- **Aim of the exercise**
Type the entries out again exactly as they read, but leave every picture behind.

----------

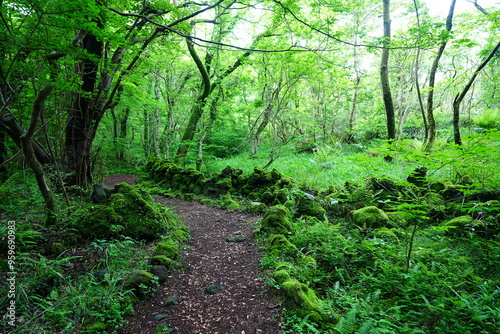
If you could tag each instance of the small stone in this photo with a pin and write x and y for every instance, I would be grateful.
(236, 239)
(160, 317)
(212, 289)
(159, 271)
(172, 300)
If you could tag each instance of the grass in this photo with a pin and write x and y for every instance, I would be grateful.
(319, 170)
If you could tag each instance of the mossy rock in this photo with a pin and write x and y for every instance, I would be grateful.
(434, 200)
(278, 244)
(164, 329)
(437, 186)
(307, 262)
(129, 212)
(180, 236)
(310, 208)
(224, 185)
(452, 192)
(370, 217)
(397, 218)
(276, 220)
(4, 266)
(280, 276)
(168, 248)
(97, 327)
(230, 203)
(461, 224)
(57, 248)
(383, 183)
(385, 233)
(162, 260)
(302, 300)
(256, 207)
(138, 278)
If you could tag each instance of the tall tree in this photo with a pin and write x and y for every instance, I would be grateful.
(431, 136)
(460, 96)
(384, 73)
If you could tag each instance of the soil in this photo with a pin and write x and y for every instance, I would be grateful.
(240, 303)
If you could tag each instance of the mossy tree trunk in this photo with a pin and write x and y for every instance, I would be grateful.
(459, 98)
(432, 131)
(384, 73)
(27, 138)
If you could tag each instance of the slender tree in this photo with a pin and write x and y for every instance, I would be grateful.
(431, 137)
(384, 73)
(460, 96)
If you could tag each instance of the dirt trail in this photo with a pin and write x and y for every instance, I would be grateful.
(244, 306)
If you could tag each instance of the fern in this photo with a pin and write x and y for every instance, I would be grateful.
(347, 324)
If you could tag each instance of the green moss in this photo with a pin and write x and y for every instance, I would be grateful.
(163, 329)
(278, 244)
(97, 327)
(138, 278)
(461, 224)
(369, 217)
(168, 248)
(224, 184)
(276, 220)
(434, 200)
(384, 232)
(57, 248)
(311, 208)
(162, 260)
(130, 212)
(4, 266)
(230, 203)
(307, 262)
(180, 236)
(397, 218)
(281, 276)
(302, 300)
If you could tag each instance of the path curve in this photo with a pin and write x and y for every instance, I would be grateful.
(244, 306)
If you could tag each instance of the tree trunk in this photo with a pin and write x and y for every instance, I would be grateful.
(29, 153)
(82, 117)
(198, 107)
(123, 134)
(265, 121)
(384, 74)
(431, 138)
(459, 98)
(417, 82)
(11, 126)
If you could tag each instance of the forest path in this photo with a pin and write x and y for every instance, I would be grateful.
(243, 306)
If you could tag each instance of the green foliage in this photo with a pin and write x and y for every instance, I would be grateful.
(488, 119)
(129, 212)
(53, 297)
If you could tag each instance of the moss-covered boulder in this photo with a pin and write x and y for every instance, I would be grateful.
(461, 224)
(278, 244)
(129, 212)
(162, 260)
(370, 217)
(397, 218)
(276, 220)
(280, 276)
(230, 203)
(310, 207)
(168, 248)
(302, 300)
(138, 279)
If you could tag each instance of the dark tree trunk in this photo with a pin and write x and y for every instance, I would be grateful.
(431, 138)
(384, 74)
(459, 98)
(84, 115)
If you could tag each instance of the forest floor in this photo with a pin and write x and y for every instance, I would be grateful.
(241, 304)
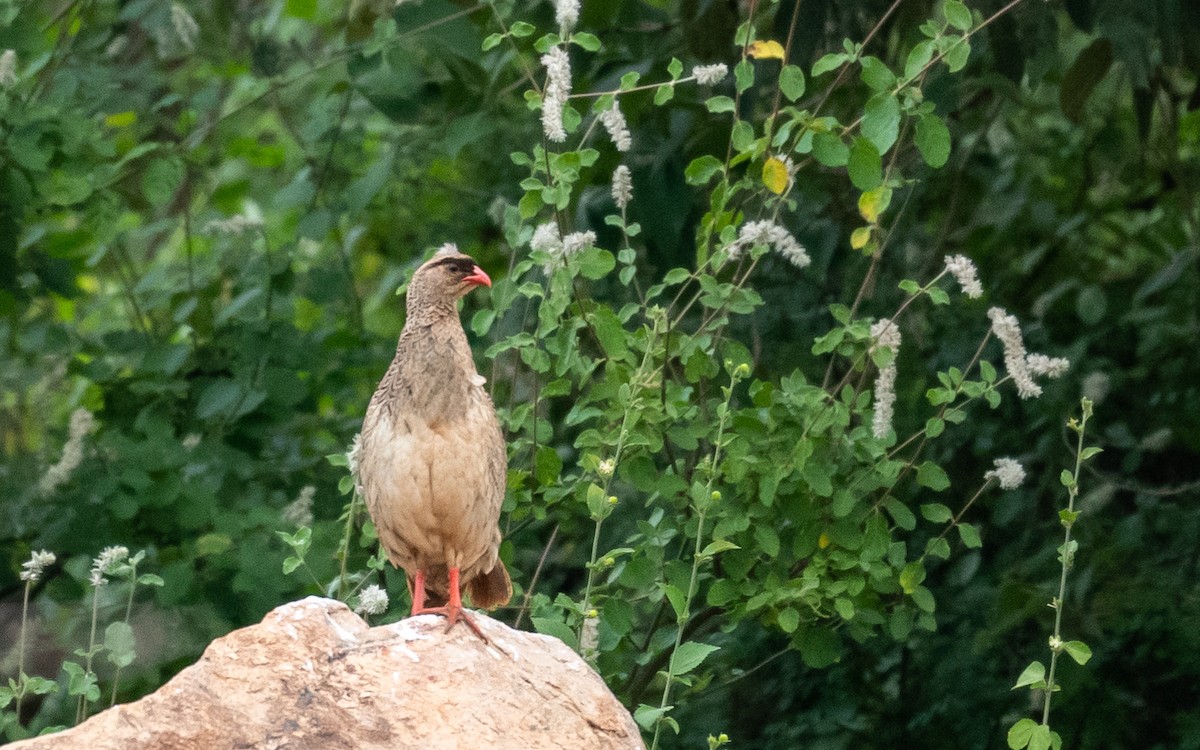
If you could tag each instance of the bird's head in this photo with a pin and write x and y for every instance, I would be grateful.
(447, 276)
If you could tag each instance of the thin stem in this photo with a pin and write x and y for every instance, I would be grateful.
(706, 503)
(1067, 559)
(129, 612)
(82, 709)
(21, 646)
(345, 552)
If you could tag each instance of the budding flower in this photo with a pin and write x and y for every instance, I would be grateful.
(606, 468)
(558, 89)
(1008, 473)
(36, 564)
(1008, 329)
(755, 233)
(622, 186)
(372, 600)
(709, 75)
(964, 270)
(887, 336)
(567, 13)
(613, 121)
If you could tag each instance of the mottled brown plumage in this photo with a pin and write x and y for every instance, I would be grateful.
(432, 461)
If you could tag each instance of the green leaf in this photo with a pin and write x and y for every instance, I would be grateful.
(789, 619)
(718, 105)
(720, 545)
(556, 628)
(521, 29)
(1078, 651)
(936, 513)
(934, 427)
(970, 535)
(791, 82)
(119, 643)
(677, 599)
(931, 475)
(933, 141)
(690, 655)
(702, 169)
(912, 576)
(1020, 733)
(958, 15)
(864, 165)
(881, 120)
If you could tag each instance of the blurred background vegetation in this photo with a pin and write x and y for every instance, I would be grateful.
(205, 209)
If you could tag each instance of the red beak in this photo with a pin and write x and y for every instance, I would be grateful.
(478, 277)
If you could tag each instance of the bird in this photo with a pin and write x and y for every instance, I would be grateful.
(432, 462)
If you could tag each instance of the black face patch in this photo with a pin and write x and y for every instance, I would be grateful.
(459, 265)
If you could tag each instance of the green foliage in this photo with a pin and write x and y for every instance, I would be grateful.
(210, 268)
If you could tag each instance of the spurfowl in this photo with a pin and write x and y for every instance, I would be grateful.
(432, 461)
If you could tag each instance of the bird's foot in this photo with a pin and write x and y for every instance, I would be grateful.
(454, 613)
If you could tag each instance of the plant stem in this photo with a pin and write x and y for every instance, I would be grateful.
(82, 709)
(1067, 559)
(21, 647)
(695, 558)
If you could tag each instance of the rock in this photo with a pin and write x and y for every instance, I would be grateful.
(313, 675)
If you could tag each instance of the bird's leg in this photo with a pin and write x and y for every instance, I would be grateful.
(453, 611)
(418, 592)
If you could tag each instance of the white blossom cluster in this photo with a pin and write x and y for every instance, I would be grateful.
(887, 336)
(36, 564)
(9, 69)
(1008, 473)
(239, 223)
(567, 13)
(964, 270)
(622, 186)
(299, 511)
(72, 453)
(372, 600)
(546, 238)
(613, 121)
(709, 75)
(558, 89)
(769, 233)
(103, 564)
(1020, 365)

----------

- **The completed task**
If you could tag each instance of the small stone in this photo with a pin and write x and y for every instance, I would be grateful.
(236, 239)
(160, 317)
(212, 289)
(159, 271)
(172, 300)
If you could tag each instance of the grass in this photo with a pin and write x and y for every instance, I would be grateful.
(319, 170)
If you could tag each instance of the mossy rock in this photo with a pin and write x and y for every instance, I would be grateful.
(434, 200)
(278, 244)
(164, 329)
(437, 186)
(307, 262)
(129, 212)
(180, 236)
(310, 208)
(224, 185)
(452, 192)
(370, 217)
(397, 218)
(276, 220)
(4, 266)
(280, 276)
(168, 248)
(97, 327)
(230, 203)
(461, 224)
(57, 248)
(383, 183)
(385, 233)
(162, 260)
(302, 300)
(256, 207)
(138, 278)
If you could tag each instance of the tall tree in this photo with a pin and write x and y for every instance, I would be grateful.
(431, 136)
(460, 96)
(384, 73)
If you could tag each instance of the soil in this photo with a pin and write x and y for every instance, I would be grateful.
(240, 303)
If you could tag each instance of the mossy tree trunk in this photo with a pin and write x and y for every instance, I would be grateful.
(459, 98)
(432, 131)
(384, 73)
(27, 138)
If you could tag each instance of the slender tree in this photo with a pin and write x and y for every instance, I would be grateful.
(431, 137)
(384, 73)
(460, 96)
If you could tag each instance of the dirt trail in this photo with a pin and write x and y for every instance, I would be grateful.
(244, 306)
If you could tag each instance of the fern in this photo with a pin and write x and y for every instance, I would be grateful.
(347, 324)
If you could tag each instance of the green moss in this photo with a pin and write x and y for every instance, I would be grateful.
(163, 329)
(278, 244)
(97, 327)
(138, 278)
(461, 224)
(369, 217)
(168, 248)
(224, 184)
(276, 220)
(434, 200)
(384, 232)
(57, 248)
(311, 208)
(162, 260)
(130, 212)
(4, 266)
(230, 203)
(307, 262)
(180, 236)
(397, 218)
(281, 276)
(302, 300)
If you could tag each instance of the path curve in this photo with a pin and write x and y for every instance, I would be grateful.
(244, 306)
If you could tag each instance of the tree trunk in this photo with a pin and write x and y for every instance, I would be grateful.
(29, 153)
(82, 117)
(198, 107)
(123, 134)
(265, 121)
(384, 74)
(431, 138)
(459, 98)
(417, 82)
(11, 126)
If you could tag each instance of the forest path in this photo with a pin and write x and y for every instance, I would be grateful.
(243, 306)
If you could tag each instance of the green foliage in this photo with a pin and write x and y for every instance, I would be grateful.
(488, 119)
(129, 212)
(53, 297)
If you could tag each instance of the moss-covered boulder in this photo with a pin and write x and y for every instance, I would be grateful.
(461, 224)
(278, 244)
(129, 212)
(162, 260)
(370, 217)
(397, 218)
(276, 220)
(280, 276)
(230, 203)
(310, 207)
(168, 248)
(302, 300)
(138, 279)
If you could tag each instance of the dark tree trunk in this photo with a pin and write x and y for every instance, I would be grateful.
(431, 138)
(384, 74)
(459, 98)
(84, 115)
If you could tag each instance of the forest floor in this photo with a pin and write x and y for every instance, I would be grateful.
(241, 304)
If you could tag each instance of the bird's head in this photo with a pin and write x and y for every instance, I would be grateful.
(447, 276)
If you could tag each instance of the thin stem in this photo with a pin and write x and y for every instance, I would be grateful.
(706, 503)
(1067, 559)
(129, 612)
(82, 709)
(21, 646)
(345, 552)
If you could tag each instance of the budding flower in this photo with a pin and write x and y for every instance, I would be grateful.
(606, 468)
(558, 89)
(1008, 473)
(36, 564)
(1008, 329)
(755, 233)
(622, 186)
(372, 600)
(709, 75)
(964, 270)
(887, 336)
(567, 13)
(613, 121)
If you could tag each instance of the mottled brown plumage in this photo with a pin and write x and y for every instance, I would be grateful.
(432, 461)
If you could tag each instance of the green leaf in this photo with a pin and write x and y for every instance, I would be grateful.
(789, 619)
(718, 105)
(720, 545)
(556, 628)
(521, 29)
(1078, 651)
(936, 513)
(934, 427)
(970, 535)
(791, 82)
(119, 643)
(677, 599)
(931, 475)
(933, 141)
(690, 655)
(702, 169)
(912, 576)
(1020, 733)
(958, 15)
(864, 165)
(881, 120)
If you could tag each instance of the blurred background vegetation in this photo with a pin and write x and y for every instance, I would be grateful.
(205, 209)
If you could tag each instance of the red beak in this photo with a pin and write x and y for every instance, I would be grateful.
(478, 277)
If you could tag each instance of the bird in this photo with a pin and write x and y for every instance, I would be grateful.
(432, 462)
If you could tag each instance of the black face patch in this photo with a pin and write x and y for every instance, I would be grateful.
(459, 265)
If you could tag each instance of the green foliage in this photo with a pin and write x and y for every instance, I would be grateful.
(210, 268)
If you could tag each instance of the spurfowl in this photo with a pin and write x and y for every instance, I would be grateful.
(432, 461)
If you could tag each instance of the bird's foot in this photo with a pin and write x and y for every instance, I would be grateful.
(454, 613)
If you could tag each instance of the plant stem in this photo with a pin and write x and y for every instance, I would be grateful.
(82, 709)
(1067, 559)
(21, 647)
(695, 558)
If you could tag each instance of the rock in this photo with a pin and write x and y for every instance, I would be grateful.
(313, 675)
If you could tag each instance of the bird's leg in this photo with a pin and write x and y for every instance, I would be grateful.
(453, 611)
(418, 592)
If you could tag each instance of the white blossom cluster in this photo with a pin and write x and y for every instance, I would be grateful.
(887, 336)
(36, 564)
(9, 69)
(1008, 473)
(239, 223)
(567, 13)
(964, 270)
(622, 186)
(299, 511)
(72, 453)
(372, 600)
(546, 238)
(613, 121)
(709, 75)
(558, 89)
(769, 233)
(103, 564)
(1020, 365)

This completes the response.